Referring expression pointing data:

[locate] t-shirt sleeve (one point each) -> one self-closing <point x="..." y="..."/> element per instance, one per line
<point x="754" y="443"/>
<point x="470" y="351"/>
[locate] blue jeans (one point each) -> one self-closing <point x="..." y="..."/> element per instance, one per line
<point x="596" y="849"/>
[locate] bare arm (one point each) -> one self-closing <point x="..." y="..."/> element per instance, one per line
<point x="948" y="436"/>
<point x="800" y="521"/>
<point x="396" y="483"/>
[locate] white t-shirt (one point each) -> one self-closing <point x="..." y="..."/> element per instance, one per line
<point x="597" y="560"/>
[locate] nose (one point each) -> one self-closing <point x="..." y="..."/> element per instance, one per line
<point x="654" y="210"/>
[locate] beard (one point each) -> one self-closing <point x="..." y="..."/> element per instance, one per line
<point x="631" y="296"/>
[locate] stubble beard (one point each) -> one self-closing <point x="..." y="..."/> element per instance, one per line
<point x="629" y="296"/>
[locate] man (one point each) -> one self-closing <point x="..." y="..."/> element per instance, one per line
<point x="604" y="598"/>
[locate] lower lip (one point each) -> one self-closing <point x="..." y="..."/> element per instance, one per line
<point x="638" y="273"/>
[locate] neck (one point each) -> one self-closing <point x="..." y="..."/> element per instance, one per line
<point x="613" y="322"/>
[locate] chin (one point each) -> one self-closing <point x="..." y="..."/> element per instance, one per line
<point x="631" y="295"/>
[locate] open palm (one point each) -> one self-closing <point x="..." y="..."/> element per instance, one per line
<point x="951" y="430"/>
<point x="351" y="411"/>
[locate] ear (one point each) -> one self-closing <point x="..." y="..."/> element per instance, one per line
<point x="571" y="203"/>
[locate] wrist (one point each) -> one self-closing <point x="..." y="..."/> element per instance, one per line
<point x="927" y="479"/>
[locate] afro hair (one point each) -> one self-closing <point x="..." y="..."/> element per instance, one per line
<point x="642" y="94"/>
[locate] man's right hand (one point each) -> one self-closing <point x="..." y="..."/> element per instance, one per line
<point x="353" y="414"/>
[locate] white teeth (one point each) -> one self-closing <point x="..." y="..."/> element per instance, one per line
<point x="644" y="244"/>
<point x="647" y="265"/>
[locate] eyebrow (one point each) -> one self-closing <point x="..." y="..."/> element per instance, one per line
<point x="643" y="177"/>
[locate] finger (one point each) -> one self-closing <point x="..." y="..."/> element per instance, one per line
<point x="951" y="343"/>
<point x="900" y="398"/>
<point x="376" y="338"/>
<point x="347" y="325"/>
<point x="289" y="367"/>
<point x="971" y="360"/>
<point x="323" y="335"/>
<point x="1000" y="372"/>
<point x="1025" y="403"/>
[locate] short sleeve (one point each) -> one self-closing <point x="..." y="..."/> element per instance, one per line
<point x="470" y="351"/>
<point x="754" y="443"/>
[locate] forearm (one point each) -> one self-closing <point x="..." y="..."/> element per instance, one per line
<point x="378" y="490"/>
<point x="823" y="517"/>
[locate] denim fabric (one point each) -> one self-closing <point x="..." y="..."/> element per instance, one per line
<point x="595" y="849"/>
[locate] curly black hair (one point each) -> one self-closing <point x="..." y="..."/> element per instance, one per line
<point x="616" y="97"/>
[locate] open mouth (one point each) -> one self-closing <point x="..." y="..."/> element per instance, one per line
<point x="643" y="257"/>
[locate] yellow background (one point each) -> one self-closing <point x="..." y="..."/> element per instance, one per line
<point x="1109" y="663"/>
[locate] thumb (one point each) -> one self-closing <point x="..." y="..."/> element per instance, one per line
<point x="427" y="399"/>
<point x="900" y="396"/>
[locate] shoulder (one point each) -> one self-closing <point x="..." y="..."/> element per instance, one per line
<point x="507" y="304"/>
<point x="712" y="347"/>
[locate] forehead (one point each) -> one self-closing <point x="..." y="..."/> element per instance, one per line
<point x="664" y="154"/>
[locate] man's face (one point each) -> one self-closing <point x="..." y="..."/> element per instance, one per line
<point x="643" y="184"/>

Your goal: An exact reproduction of all the entries, complete to the last line, is needed.

Exercise answer:
[locate] t-shirt sleeve (one point each) -> one self-closing <point x="..." y="..."/> element per instance, one per line
<point x="754" y="443"/>
<point x="470" y="351"/>
[locate] blue jeans (one point each) -> one self-closing <point x="..." y="..."/> element per instance, one per line
<point x="596" y="849"/>
[locate] bare arm (one point each) -> one self-closing <point x="..." y="..."/> element per instance, one per line
<point x="948" y="436"/>
<point x="800" y="521"/>
<point x="396" y="483"/>
[locate] white t-shirt (one point each) -> one self-closing <point x="..." y="..."/> element per instance, one per line
<point x="597" y="560"/>
[locate] nose (one point each) -> one self-closing <point x="..." y="..."/> element per instance, one per line
<point x="654" y="210"/>
[locate] beard (one point each) -> one self-closing <point x="..." y="..."/> element per instance, one per line
<point x="631" y="296"/>
[locate] stubble beard (one point each) -> one self-closing <point x="..." y="..."/> element per instance, one per line
<point x="629" y="296"/>
[locate] man (one point each) -> one self-closing <point x="..." y="..."/> element per instance, one per line
<point x="604" y="598"/>
[locate] lower lip (one point each) -> one self-closing <point x="..." y="..."/> element per instance, one per line
<point x="638" y="273"/>
[locate] neck (one point each) -> one self-closing <point x="..." y="..."/> element per instance, one per line
<point x="613" y="322"/>
[locate] chin (one point each) -> one self-closing <point x="..." y="..."/> element per instance, one per line
<point x="631" y="295"/>
[locate] open palm (one point each) -> one self-closing <point x="..." y="..."/> element per instance, one per line
<point x="951" y="430"/>
<point x="351" y="411"/>
[locate] ear (one point each) -> one self-closing <point x="..." y="..."/> element per instance, one per line
<point x="571" y="203"/>
[locate] wrist (one point each) -> one self-closing <point x="..." y="..."/> element per instance, one per line
<point x="927" y="479"/>
[locate] afro hair (one point each) -> one self-closing <point x="..." y="..."/> element per instance, one per line
<point x="642" y="94"/>
[locate] man's right hand (one point each) -> one self-closing <point x="..." y="..."/> element per instance, one per line
<point x="353" y="414"/>
[locate] white teeth (one point each) -> one self-closing <point x="..." y="..."/> element per instance, one per line
<point x="644" y="244"/>
<point x="647" y="265"/>
[locate] eyebrow (one point each) -> one self-closing <point x="..." y="..."/> element per instance, one per line
<point x="643" y="177"/>
[locate] finger (one point each) -> one self-closing <point x="..." y="..."/> element per instance, one per line
<point x="951" y="343"/>
<point x="900" y="398"/>
<point x="376" y="338"/>
<point x="347" y="325"/>
<point x="289" y="367"/>
<point x="971" y="360"/>
<point x="323" y="335"/>
<point x="1000" y="372"/>
<point x="1025" y="403"/>
[locate] short sleeve (one point each) -> one self-closing <point x="..." y="..."/> element per instance, one per line
<point x="470" y="351"/>
<point x="754" y="443"/>
[locate] forearm (one point each) -> one self-closing <point x="..." y="..."/> element per instance, one per line
<point x="378" y="490"/>
<point x="823" y="517"/>
[locate] denim fabric (one point each) -> one self-closing <point x="..." y="..."/> element per instance, one per line
<point x="595" y="849"/>
[locate] curly black hair (one point each) -> one self-closing <point x="..." y="..."/> element per instance, one per line
<point x="616" y="97"/>
[locate] open mouth (one point each) -> one self-closing <point x="..." y="..."/> element per instance, one per line
<point x="643" y="257"/>
[locate] yellow background (one point each) -> one self-closing <point x="..." y="..."/> element per instance, one per line
<point x="1109" y="663"/>
[locate] thumb (one point each) -> one self-closing <point x="..." y="..."/> element per instance, one per line
<point x="427" y="399"/>
<point x="900" y="396"/>
[locate] shoulder (one point each) -> one self-closing <point x="..." y="..."/> element per instance, one per line
<point x="507" y="304"/>
<point x="712" y="347"/>
[locate] forehead (one point each) -> one self-closing <point x="..." y="..."/> element per instance, one per line
<point x="664" y="154"/>
[locate] man's face (one point each) -> one self-closing <point x="..." y="..."/> element per instance, one per line
<point x="643" y="184"/>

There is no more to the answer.